Stated task a —
Count the rows in the records below that contain the string "line". Reply with the number alone.
* Begin Excerpt *
I often ask the same thing about Wagner! :devil:


----------



## SimonNZ (Jul 12, 2012)

tdc said:


> A funny gesture, but not actually novel. Keith Jarrett has done this for some time. Not only has he distributed cough drops to the audience he has actually stopped playing in the middle of a live performance and then participated in leading the audience through a 'group cough'. I can somewhat relate but in Jarrett's case I feel this is somewhat ridiculous as he is quite well known for adding a lot of grunting, humming and what I would consider 'extra musical' sounds to his performances anyway.


When I read the OP my first thought was the Jarrett "group cough" thing.

My next thought was: O for the days when all we had to worry about at classical concerts was coughing - now people have cellphones.

Also: did the cough-drops MTT gave out have crinkly wrappers on them? If so he's in for quite a bit more noise. He should probably dispense paper-wraped drops at the door on the way in for free.

edit to add: I am in all seriousness waiting to see how long it takes for the first live recordings to come through with cellphone jingles as an accepted element of ambient audience noise.


----------



## Copperears (Nov 10, 2013)

Krystian Zimerman stormed out relatively recently because someone was recording his performance on a cell phone. The live recording goes up on YouTube before the mastering engineer even gets through a first pass.


----------



## Copperears (Nov 10, 2013)

aleazk said:


> Yes, I meant to insult the Korean audiences. But if they want to be masochistic, so be it.


So politeness is now equated with "political correctness"?!

Are you working on legislation to allow automated weapons into concert performances, too?


----------



## Aramis (Mar 1, 2009)

Copperears said:


> So politeness is now equated with "political correctness"?!


Politeness is when you restrain from booing performer who didn't do well, when you pretend that you loved what he did so much that you want to hear even more, well, that's not politeness, that's... Korea?


----------



## Copperears (Nov 10, 2013)

That's civilized.


----------



## Couac Addict (Oct 16, 2013)

Aramis said:


> Politeness is when you restrain from booing performer who didn't do well, when you pretend that you loved what he did so much that you want to hear even more, well, that's not politeness, that's... Korea?


...depends which side of the border you are on. In the south, it's politeness. In the north, it's self-preservation.


----------



## science (Oct 14, 2010)

Refrain from booing? 

I've never heard a performance that even nearly deserved to be booed. So there's no politeness involved. Anyone who booed any performance that I've ever seen would've simply been a tremendous jerk. 

I think the Korean audiences have two things in mind when they demand encores. First, they're being supportive and expressing appreciation. Second, they're trying to get their money's worth on those tickets. I sympathize with both!


----------



## Couac Addict (Oct 16, 2013)

science said:


> I think the Korean audiences have two things in mind when they demand encores.
* End Excerpt *
* Begin Material provided *
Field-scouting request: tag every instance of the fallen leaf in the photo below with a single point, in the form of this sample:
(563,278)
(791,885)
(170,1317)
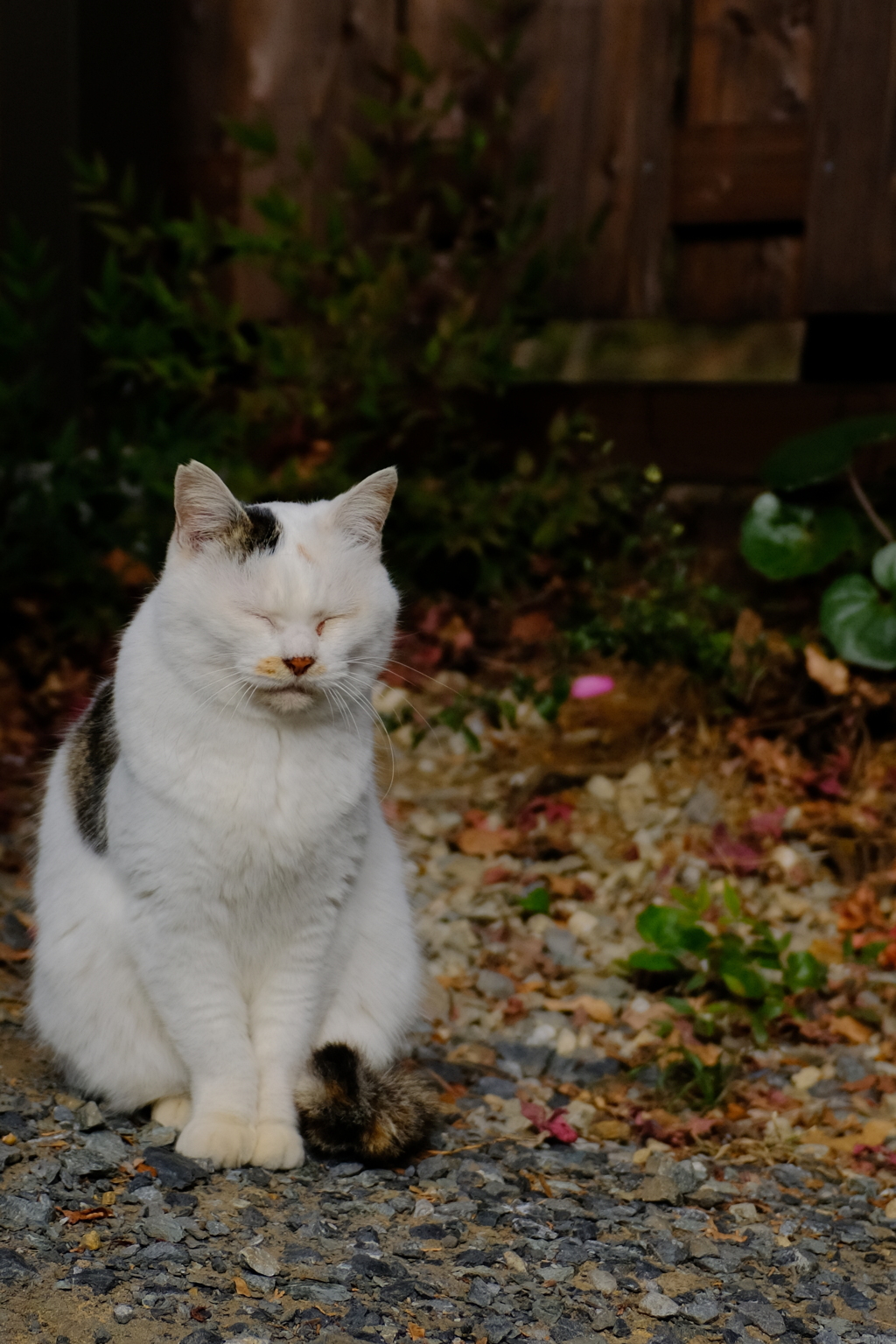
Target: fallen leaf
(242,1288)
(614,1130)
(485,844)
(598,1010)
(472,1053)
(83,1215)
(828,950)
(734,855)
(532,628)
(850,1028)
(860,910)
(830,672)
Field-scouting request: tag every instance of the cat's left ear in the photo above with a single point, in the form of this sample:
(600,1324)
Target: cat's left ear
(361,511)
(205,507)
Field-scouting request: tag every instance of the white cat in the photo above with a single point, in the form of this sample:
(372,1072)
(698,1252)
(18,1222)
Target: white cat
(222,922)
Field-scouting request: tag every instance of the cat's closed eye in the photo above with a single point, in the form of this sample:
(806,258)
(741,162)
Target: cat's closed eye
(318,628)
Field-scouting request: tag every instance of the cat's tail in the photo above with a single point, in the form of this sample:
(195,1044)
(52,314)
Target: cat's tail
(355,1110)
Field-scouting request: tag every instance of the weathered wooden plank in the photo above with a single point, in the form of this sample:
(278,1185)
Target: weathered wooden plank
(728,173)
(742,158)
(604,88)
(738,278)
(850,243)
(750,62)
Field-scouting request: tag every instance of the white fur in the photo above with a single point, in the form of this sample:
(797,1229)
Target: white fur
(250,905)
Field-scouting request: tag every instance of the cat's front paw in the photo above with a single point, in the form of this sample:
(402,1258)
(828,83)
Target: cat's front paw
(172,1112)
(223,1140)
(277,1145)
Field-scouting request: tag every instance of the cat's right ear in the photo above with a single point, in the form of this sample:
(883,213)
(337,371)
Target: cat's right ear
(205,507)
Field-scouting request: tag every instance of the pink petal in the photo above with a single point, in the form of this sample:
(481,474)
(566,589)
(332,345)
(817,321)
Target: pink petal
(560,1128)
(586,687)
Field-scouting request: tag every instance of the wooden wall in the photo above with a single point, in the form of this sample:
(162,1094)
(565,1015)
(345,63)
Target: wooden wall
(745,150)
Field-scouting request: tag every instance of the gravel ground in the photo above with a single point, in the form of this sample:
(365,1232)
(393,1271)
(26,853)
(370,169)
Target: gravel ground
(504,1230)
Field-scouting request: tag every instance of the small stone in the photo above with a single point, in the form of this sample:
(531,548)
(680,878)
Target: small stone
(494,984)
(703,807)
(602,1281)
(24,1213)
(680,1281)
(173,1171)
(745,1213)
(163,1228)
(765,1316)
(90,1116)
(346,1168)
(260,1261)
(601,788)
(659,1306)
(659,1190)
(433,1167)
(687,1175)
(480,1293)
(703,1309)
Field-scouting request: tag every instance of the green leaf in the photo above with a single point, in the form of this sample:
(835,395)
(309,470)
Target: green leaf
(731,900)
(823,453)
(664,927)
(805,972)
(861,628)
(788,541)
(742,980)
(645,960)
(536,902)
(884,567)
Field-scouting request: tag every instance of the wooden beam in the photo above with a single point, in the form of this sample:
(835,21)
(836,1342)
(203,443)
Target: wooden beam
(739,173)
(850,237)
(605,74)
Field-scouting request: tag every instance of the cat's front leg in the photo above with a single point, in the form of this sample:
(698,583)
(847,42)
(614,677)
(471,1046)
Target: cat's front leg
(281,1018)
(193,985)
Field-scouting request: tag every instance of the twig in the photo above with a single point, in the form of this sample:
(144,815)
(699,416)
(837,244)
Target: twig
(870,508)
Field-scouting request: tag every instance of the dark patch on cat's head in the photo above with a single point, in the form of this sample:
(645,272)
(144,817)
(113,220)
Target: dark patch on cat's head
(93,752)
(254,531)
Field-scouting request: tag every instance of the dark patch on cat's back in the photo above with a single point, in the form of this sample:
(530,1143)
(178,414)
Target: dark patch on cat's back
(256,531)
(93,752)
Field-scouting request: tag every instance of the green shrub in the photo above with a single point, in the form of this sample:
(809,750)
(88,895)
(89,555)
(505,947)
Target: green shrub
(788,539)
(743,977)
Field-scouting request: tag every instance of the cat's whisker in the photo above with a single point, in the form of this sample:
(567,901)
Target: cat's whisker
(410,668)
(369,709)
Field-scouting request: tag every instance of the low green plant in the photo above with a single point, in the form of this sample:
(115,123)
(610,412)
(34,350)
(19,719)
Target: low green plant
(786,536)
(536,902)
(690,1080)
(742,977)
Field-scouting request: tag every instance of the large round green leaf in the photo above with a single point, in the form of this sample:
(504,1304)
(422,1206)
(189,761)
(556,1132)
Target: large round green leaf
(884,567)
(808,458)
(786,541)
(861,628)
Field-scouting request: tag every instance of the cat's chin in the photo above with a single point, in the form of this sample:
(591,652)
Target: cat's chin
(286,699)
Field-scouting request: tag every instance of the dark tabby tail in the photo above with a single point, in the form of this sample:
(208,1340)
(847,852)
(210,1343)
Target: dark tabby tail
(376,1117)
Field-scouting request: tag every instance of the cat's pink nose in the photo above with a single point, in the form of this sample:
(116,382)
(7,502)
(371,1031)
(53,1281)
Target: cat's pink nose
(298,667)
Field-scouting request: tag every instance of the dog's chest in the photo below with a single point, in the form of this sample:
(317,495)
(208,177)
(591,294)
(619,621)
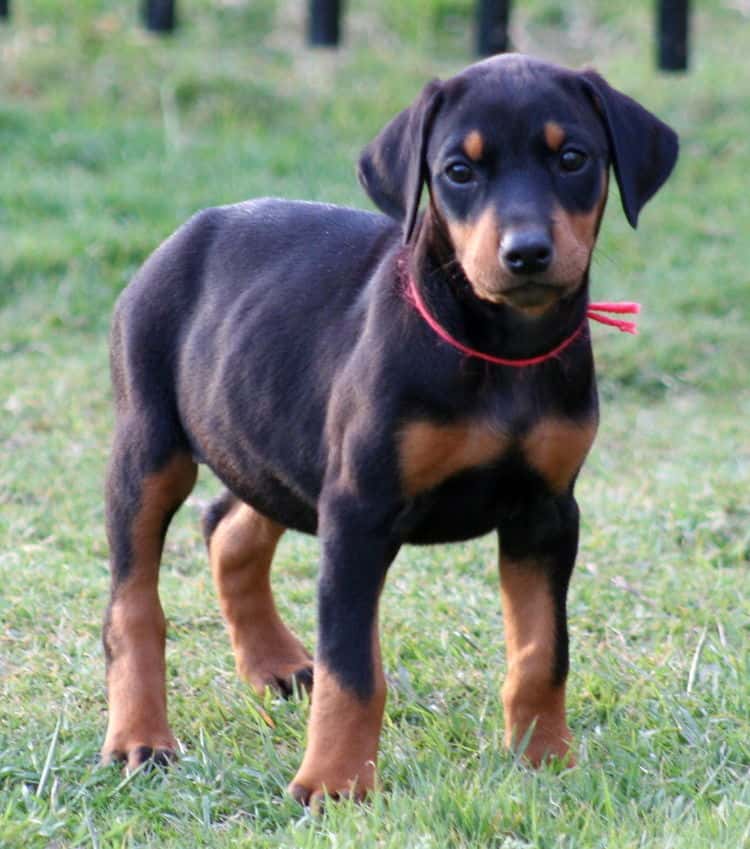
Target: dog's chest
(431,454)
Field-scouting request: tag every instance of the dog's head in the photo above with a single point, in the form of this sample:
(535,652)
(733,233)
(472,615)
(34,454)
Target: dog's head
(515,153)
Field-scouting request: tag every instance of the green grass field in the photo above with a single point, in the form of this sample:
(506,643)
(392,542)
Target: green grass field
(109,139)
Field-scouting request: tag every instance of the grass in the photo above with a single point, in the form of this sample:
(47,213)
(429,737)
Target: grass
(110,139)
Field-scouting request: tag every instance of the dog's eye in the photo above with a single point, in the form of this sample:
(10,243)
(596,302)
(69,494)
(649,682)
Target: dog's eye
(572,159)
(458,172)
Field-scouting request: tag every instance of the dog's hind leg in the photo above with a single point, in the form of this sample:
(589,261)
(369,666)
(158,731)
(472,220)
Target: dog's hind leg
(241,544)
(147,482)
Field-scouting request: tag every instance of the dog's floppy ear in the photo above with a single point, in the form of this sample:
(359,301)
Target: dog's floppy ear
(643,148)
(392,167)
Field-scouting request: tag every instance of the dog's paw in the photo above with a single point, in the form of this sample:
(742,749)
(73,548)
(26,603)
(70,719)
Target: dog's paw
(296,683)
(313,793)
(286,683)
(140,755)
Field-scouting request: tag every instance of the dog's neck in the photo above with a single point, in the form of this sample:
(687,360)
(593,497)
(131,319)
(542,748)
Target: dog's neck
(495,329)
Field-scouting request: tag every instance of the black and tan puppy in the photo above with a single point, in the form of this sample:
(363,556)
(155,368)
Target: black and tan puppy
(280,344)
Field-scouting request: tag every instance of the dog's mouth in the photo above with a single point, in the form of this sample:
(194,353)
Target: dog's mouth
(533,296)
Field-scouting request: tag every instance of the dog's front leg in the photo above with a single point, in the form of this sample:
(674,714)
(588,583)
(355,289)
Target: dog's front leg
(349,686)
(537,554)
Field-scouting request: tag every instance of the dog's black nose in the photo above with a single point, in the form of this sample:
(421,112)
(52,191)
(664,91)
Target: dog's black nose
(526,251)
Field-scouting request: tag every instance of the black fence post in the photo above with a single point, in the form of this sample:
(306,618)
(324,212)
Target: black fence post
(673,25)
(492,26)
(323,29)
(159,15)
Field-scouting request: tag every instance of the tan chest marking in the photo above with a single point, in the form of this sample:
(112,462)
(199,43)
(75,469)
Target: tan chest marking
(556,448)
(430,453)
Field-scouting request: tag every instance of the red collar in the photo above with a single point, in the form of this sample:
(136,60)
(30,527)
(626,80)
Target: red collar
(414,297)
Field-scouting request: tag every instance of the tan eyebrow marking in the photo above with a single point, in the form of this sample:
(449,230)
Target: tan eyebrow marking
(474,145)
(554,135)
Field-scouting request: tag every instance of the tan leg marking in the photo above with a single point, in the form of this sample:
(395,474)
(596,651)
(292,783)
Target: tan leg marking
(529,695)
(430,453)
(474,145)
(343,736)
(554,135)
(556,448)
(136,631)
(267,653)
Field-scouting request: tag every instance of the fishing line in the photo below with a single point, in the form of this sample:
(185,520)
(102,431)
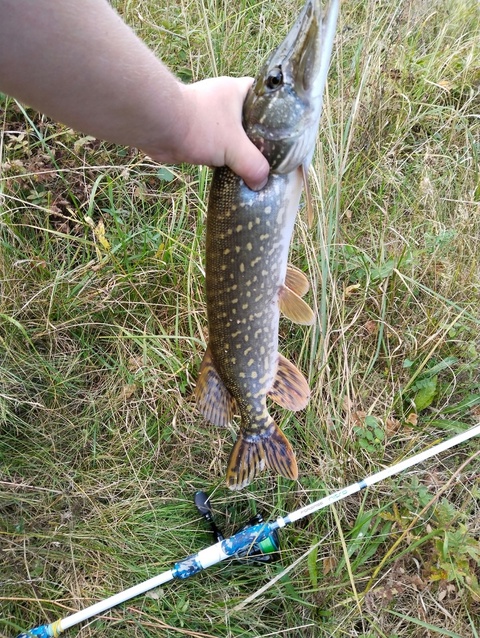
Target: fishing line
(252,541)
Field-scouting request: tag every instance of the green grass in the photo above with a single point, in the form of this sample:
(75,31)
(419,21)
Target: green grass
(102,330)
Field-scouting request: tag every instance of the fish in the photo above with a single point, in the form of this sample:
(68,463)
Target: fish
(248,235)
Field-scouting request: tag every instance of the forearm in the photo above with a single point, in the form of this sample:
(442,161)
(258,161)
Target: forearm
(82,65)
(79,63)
* End Material provided *
Stated task b —
In the concert-etiquette thread above, why did Krystian Zimerman storm out?

Output a —
2

Output b —
Someone was recording his performance on a cell phone.